> **SELECTED EXTRACT**
= = = =

34 thoughts on “Our Daily Thread 1-16-19

  1. That is a lotta snow. That picture says “go back to bed”.
    Good morning almost everyone. It’s just cold in Greensboro and I’m glad.
    Nite-nite Jo.

    Liked by 1 person

  2. Wow, I can be second? Where is everyone?

    Lovely scene, Peter! I have learned to appreciate the way oaks keep their leaves a good portion of the winter and give you another color in a winter scene.

    Liked by 2 people

  3. Good morning, Chas.

    Yesterday was another day in hospital. No more sewage floods, but plenty of other unusual stuff happened – never a dull moment in the birthing unit apparently.

    From the conversations happening here yesterday:

    Kevin, I not only know what Drafting is, I know how to draft and still have my drafting equipment. Among the night courses I took when I was still trying to decide what avenue to pursue after completing my GED was a course in Drafting. I thoroughly enjoyed it, and did quite well. It is an inherited ability, as my father, who took Drafting in high school, which is the highest level of formal education he has (he was an office equipment repairman by occupation), drew all the blueprints for the house my parents built and still live in. After that course, I drew elevations and floor plans for the dollhouse my father built for Eldest Niece, who was the only granddaughter at the time. She never really played with dolls very much, being more interested in building robots and wiring circuit boards in those day, and she is a young woman now, but she has kept her grandfather’s dollhouse all these years.

= = = =

> **ENTRIES PROVIDED**
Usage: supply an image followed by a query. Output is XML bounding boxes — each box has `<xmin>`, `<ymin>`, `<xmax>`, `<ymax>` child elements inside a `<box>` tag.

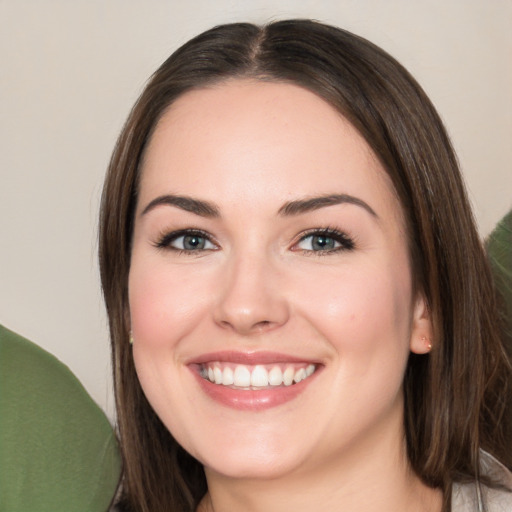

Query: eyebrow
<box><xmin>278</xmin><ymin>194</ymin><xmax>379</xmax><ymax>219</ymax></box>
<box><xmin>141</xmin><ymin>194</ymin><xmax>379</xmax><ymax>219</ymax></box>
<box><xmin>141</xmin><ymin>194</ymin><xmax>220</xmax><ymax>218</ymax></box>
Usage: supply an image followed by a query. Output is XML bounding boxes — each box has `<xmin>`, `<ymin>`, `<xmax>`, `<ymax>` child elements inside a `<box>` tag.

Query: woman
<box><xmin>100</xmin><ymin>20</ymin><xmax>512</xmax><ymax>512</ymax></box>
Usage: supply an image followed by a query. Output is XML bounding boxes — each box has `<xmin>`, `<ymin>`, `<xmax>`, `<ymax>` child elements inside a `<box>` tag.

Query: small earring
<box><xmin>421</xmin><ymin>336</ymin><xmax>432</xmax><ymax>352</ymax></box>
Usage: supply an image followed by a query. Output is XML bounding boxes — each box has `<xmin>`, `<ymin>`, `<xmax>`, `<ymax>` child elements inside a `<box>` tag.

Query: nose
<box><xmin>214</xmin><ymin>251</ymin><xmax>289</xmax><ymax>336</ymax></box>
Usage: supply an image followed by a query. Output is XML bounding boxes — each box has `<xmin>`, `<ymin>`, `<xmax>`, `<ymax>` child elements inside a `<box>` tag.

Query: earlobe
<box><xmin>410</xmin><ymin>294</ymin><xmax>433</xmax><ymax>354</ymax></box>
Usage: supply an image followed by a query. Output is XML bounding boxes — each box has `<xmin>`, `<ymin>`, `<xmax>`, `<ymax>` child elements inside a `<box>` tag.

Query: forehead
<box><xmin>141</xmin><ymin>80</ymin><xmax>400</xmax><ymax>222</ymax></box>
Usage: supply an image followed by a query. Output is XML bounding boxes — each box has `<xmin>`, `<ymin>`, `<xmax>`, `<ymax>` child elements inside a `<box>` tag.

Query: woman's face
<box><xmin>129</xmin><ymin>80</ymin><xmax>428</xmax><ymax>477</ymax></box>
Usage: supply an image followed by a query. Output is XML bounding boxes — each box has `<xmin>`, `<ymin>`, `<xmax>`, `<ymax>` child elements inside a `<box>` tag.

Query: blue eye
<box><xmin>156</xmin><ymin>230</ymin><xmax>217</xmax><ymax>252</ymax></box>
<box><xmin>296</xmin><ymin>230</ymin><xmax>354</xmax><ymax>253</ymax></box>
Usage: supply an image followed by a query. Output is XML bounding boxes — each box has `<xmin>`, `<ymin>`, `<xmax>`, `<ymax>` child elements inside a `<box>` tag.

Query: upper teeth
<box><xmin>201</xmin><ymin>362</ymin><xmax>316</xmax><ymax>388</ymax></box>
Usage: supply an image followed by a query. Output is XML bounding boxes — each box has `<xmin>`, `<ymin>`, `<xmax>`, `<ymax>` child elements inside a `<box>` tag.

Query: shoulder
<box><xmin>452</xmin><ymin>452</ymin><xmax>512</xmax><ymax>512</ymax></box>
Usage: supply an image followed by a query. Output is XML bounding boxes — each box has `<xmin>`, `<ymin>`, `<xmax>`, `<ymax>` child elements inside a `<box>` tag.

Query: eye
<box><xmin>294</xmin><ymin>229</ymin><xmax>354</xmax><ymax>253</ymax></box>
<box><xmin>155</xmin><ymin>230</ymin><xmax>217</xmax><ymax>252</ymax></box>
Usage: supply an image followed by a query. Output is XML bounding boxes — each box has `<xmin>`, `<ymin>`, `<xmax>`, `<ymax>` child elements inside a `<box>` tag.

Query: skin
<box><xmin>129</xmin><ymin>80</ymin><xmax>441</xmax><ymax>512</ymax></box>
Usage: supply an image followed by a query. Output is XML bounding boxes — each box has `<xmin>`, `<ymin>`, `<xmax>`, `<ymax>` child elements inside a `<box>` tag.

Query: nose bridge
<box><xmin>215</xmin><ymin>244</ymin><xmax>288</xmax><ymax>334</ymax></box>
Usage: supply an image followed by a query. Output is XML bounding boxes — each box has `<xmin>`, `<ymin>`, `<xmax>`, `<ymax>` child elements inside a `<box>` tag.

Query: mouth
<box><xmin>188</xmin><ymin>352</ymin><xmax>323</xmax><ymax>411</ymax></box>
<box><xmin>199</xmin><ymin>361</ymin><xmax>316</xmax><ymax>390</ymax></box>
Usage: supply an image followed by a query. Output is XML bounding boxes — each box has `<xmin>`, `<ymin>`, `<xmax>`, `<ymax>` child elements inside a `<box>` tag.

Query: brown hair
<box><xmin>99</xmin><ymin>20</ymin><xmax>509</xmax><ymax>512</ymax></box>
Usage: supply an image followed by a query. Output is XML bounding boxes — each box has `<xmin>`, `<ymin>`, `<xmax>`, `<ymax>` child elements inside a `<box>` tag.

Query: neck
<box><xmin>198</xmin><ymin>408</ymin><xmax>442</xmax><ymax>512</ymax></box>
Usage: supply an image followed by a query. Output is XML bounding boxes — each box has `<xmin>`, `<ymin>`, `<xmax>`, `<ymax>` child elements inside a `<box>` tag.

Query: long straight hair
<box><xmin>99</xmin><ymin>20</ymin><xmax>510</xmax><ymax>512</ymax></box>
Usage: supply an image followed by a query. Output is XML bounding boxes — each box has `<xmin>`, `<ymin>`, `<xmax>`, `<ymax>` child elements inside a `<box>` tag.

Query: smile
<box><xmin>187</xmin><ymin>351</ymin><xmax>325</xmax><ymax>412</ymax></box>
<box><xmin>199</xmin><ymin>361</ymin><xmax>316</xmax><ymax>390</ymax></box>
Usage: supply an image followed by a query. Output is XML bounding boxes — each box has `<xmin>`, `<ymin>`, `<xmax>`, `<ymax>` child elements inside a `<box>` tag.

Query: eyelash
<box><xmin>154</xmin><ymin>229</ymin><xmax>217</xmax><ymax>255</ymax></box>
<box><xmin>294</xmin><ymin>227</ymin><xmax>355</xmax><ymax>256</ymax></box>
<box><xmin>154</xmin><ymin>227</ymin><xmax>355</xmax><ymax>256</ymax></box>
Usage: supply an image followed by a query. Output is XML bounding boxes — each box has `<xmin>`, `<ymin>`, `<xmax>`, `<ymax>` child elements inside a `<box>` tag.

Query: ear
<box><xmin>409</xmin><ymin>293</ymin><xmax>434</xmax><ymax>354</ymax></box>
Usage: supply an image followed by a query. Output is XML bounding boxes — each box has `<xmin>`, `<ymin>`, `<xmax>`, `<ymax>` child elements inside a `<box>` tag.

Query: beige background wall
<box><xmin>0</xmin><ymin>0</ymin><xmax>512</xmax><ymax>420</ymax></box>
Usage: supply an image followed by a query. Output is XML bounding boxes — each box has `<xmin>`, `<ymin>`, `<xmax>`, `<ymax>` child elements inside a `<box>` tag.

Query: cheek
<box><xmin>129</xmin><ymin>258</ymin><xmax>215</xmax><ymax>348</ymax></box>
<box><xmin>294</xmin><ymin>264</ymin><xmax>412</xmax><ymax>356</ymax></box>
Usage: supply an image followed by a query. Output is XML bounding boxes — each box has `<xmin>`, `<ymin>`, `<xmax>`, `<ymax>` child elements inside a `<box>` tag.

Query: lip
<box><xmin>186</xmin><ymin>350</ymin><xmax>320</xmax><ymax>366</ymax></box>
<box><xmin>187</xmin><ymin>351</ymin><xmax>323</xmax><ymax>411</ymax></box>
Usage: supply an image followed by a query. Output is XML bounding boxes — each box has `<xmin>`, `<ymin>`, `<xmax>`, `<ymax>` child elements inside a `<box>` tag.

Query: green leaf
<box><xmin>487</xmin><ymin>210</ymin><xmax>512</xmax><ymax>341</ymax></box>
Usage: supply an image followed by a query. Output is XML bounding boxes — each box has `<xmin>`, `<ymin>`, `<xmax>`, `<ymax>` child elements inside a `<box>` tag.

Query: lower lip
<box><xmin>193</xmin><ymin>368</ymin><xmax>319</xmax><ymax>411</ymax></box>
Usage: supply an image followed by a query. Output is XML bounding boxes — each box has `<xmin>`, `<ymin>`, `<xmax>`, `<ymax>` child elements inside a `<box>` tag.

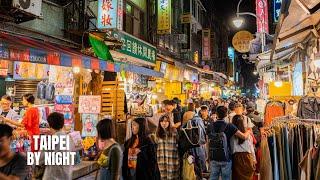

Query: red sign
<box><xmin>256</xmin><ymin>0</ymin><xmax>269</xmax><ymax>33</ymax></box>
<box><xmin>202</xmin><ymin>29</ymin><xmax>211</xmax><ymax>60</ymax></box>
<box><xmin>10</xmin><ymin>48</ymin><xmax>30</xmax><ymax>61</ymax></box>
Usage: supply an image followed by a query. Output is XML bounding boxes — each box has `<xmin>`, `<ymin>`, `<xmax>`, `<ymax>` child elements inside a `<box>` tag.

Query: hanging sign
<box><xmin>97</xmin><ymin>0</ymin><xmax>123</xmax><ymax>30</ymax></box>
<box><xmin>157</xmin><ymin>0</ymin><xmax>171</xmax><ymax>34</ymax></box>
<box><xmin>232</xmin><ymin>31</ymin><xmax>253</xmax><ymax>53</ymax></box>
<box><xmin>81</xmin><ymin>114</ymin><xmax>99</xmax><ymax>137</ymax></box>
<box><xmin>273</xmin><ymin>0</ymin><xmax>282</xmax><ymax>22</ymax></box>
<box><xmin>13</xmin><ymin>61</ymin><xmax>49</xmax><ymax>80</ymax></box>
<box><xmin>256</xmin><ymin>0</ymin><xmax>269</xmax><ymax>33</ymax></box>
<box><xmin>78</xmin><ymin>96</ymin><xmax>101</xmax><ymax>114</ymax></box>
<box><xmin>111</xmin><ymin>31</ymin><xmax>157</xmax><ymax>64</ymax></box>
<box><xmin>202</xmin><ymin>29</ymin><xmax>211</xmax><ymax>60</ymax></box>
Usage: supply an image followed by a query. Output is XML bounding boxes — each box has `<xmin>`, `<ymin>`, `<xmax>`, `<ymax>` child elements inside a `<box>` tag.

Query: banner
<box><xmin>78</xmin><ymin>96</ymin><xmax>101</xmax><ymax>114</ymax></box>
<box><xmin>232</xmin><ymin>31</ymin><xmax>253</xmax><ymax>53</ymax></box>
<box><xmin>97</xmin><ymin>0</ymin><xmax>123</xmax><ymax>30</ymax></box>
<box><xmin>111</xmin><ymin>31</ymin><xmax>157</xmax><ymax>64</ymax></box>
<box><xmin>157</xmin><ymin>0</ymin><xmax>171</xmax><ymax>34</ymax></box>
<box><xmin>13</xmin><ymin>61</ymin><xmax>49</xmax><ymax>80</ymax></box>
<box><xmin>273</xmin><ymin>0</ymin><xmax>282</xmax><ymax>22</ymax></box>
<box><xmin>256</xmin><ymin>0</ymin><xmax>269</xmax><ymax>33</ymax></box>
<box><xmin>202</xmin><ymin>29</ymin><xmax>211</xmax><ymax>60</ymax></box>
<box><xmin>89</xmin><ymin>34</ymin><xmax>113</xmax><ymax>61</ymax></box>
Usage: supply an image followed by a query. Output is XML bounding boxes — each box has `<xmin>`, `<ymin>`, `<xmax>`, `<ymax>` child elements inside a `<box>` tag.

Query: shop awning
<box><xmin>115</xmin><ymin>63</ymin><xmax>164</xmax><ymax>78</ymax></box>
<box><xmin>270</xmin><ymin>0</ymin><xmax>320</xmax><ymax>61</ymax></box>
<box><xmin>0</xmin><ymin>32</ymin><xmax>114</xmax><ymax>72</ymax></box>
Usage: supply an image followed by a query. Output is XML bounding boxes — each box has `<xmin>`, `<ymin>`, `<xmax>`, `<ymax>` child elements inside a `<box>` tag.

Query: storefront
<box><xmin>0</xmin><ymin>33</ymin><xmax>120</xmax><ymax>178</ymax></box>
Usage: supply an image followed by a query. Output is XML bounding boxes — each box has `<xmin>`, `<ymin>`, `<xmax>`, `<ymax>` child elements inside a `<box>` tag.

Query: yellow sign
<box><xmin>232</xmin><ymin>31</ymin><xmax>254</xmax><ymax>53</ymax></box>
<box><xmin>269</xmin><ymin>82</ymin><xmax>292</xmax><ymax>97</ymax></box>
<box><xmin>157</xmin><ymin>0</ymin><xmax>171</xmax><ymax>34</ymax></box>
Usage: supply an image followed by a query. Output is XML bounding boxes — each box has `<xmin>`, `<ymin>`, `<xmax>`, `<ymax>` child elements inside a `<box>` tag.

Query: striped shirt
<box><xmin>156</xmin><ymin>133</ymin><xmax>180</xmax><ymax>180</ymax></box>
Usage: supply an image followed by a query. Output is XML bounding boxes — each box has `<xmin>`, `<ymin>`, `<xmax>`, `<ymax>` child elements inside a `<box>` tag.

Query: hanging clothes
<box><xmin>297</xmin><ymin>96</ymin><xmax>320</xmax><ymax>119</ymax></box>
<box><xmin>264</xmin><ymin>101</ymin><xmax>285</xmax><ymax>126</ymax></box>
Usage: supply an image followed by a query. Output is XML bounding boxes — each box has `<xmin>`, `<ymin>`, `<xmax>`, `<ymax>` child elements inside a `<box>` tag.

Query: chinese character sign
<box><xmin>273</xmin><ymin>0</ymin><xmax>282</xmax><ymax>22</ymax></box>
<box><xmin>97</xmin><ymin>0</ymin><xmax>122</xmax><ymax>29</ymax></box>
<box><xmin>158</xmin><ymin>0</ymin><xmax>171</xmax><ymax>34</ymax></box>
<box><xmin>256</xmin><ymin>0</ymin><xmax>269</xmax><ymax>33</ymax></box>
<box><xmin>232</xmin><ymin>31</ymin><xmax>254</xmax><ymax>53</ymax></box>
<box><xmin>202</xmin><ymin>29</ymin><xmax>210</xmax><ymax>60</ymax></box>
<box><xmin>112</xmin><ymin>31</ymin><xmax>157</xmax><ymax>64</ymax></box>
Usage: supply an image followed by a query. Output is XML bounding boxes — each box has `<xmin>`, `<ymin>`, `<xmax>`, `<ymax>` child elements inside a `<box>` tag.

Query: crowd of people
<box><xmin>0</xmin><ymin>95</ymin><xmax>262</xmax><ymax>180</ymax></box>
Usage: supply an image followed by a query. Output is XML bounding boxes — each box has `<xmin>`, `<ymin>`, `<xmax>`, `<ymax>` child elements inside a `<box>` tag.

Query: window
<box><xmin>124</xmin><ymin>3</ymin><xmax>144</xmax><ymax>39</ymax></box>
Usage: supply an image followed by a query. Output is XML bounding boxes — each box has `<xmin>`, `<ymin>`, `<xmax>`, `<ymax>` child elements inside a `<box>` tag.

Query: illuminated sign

= = = =

> **TASK INSTRUCTIONS**
1. In the comment thread, what was the occupation of the father of the commenter who took a drafting course?
2. Write out the passage of the comment thread from "Nite-nite Jo." to "birthing unit apparently.", copying it word for word.

> **ANSWERS TO THIS EXERCISE**
1. He was an office equipment repairman.

2.
Nite-nite Jo.

    Liked by 1 person

  2. Wow, I can be second? Where is everyone?

    Lovely scene, Peter! I have learned to appreciate the way oaks keep their leaves a good portion of the winter and give you another color in a winter scene.

    Liked by 2 people

  3. Good morning, Chas.

    Yesterday was another day in hospital. No more sewage floods, but plenty of other unusual stuff happened – never a dull moment in the birthing unit apparently.